* **TASK OBJECTIVE**:
Copy the data below word for word, from its first line through the line containing "xmin=220 ymin=77 xmax=226 ymax=94", including both of those lines and nothing after them.

* **PROVIDED DATA**:
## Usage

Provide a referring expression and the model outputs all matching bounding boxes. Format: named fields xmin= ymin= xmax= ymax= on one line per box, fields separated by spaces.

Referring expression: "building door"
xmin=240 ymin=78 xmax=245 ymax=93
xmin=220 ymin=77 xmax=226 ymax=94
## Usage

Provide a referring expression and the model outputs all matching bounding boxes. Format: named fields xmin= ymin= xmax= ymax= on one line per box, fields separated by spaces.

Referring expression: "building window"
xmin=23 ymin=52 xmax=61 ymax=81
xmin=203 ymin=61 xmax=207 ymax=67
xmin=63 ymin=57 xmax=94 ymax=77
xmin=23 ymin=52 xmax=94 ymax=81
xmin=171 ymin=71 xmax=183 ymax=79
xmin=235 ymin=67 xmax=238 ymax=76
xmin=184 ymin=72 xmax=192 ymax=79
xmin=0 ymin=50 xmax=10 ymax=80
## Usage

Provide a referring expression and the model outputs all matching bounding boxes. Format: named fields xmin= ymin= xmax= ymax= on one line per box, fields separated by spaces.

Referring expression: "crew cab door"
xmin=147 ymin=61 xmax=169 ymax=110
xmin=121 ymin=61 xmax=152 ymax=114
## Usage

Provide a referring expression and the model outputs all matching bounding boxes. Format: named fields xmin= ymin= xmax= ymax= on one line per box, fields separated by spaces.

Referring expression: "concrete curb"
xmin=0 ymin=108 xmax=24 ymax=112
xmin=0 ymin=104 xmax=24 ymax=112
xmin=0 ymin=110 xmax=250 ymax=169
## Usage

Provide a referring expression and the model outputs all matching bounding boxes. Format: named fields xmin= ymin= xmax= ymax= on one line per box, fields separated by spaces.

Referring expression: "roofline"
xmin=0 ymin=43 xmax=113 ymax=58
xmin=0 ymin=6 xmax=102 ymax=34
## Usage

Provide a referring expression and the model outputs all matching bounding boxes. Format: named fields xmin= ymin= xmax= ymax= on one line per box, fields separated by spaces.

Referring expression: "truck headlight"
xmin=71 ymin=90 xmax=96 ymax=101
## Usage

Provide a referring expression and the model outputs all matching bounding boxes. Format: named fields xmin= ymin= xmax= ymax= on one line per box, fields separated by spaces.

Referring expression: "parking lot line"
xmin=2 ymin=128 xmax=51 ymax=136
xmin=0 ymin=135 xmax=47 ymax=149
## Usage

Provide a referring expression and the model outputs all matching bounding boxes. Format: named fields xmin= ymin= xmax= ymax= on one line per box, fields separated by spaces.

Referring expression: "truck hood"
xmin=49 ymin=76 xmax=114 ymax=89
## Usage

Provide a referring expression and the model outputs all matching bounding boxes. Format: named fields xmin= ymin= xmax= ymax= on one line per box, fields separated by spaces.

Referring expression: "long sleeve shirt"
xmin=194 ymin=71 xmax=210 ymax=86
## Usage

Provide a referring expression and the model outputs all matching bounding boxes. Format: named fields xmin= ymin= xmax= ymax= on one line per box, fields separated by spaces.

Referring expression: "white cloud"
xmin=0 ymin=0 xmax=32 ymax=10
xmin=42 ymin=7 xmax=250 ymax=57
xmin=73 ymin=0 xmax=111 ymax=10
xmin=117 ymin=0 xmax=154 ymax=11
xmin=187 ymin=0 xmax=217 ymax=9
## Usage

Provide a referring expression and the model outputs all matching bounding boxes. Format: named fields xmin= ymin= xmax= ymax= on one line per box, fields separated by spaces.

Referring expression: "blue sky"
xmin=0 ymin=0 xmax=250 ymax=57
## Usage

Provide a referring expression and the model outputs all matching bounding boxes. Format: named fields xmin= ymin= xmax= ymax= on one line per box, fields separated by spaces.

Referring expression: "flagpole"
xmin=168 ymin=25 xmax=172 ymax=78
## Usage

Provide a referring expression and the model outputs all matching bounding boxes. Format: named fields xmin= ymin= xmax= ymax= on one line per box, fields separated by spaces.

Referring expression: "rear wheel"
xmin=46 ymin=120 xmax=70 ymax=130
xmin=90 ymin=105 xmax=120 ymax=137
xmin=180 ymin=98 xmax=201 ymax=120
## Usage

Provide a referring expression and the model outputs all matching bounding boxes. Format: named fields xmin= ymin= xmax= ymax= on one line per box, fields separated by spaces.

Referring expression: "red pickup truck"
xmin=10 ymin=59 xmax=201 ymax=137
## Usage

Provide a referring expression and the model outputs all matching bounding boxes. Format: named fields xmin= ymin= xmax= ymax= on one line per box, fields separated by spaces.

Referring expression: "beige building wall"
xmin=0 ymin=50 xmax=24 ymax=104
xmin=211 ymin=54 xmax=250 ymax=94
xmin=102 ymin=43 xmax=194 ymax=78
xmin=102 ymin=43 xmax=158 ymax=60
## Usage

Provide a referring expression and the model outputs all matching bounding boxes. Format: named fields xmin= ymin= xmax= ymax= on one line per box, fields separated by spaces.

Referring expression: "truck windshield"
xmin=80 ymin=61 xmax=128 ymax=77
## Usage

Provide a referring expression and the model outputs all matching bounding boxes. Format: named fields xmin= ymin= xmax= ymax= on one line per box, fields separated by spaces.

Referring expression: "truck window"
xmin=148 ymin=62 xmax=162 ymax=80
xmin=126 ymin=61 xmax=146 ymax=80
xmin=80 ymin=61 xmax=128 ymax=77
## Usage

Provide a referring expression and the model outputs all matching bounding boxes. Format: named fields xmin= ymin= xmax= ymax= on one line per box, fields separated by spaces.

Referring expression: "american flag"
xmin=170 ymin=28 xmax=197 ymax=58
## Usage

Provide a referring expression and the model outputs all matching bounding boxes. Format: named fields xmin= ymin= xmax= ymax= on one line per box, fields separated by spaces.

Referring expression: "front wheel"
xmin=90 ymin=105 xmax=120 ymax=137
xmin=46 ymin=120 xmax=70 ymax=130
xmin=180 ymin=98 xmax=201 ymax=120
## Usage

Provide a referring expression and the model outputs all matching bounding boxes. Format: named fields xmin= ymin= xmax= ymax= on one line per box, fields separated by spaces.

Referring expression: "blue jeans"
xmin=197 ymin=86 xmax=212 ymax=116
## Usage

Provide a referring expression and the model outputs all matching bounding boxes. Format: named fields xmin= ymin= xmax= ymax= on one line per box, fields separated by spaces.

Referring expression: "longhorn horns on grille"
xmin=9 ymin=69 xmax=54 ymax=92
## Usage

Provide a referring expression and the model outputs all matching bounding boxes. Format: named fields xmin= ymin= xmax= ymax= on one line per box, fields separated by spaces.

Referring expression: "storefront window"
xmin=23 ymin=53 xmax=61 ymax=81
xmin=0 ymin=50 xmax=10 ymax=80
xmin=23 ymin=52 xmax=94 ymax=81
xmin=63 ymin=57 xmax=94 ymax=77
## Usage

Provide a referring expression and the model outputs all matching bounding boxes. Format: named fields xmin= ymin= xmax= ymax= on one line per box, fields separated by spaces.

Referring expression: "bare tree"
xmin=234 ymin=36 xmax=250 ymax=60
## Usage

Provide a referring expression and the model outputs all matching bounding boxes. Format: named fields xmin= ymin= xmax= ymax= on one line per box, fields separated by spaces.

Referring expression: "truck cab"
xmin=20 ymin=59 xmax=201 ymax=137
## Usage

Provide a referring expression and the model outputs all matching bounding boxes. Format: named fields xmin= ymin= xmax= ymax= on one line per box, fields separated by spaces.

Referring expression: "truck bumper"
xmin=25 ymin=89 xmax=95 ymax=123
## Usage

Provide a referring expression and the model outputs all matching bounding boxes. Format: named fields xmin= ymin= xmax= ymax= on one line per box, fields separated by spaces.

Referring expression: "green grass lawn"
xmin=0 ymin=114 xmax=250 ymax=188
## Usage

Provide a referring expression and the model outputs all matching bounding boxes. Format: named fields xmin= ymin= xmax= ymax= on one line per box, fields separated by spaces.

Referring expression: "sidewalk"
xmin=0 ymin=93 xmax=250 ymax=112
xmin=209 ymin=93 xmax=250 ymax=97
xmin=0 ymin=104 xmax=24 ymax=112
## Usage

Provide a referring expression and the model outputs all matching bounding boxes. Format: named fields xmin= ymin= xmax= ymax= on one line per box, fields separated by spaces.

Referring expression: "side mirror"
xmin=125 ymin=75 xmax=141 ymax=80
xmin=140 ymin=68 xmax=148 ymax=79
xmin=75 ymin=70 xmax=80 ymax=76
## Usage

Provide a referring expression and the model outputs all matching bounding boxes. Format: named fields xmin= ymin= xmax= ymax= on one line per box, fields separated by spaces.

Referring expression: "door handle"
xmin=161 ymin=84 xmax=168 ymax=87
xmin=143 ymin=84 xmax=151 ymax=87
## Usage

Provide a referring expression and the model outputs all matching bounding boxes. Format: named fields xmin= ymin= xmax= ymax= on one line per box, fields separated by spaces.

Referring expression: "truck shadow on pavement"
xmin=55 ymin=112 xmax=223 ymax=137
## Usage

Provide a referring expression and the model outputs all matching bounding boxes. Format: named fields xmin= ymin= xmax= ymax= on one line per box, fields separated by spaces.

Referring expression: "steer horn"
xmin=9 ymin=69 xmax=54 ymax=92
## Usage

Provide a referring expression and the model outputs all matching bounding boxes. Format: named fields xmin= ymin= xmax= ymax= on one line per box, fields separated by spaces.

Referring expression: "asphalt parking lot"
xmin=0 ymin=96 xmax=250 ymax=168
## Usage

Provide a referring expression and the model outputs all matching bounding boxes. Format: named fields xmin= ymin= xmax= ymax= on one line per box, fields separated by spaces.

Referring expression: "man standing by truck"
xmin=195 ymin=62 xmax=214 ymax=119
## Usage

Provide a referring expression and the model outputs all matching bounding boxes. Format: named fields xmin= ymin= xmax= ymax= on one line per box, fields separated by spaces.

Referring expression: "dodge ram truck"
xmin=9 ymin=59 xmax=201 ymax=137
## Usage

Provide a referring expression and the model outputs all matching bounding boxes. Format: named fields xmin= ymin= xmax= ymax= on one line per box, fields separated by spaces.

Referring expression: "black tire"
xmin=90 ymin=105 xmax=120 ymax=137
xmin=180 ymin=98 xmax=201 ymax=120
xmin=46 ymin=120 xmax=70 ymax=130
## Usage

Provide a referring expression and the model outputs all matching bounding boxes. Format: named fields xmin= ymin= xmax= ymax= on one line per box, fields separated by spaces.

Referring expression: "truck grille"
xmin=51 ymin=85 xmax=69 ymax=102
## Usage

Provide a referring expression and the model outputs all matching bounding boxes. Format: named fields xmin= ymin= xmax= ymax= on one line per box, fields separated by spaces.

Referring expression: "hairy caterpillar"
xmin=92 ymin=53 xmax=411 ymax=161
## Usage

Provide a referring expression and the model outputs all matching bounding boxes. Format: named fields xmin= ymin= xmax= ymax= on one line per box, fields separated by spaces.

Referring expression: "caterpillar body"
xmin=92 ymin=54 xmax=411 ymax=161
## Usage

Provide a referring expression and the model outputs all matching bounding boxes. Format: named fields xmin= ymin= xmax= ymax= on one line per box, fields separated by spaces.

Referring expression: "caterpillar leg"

* **RESPONSE BELOW**:
## Usage

Provide a referring expression and the model outputs all matching bounding boxes. Format: named fields xmin= ymin= xmax= ymax= on one line per box, fields separated by spaces.

Referring expression: "building door"
xmin=240 ymin=78 xmax=245 ymax=93
xmin=220 ymin=77 xmax=226 ymax=94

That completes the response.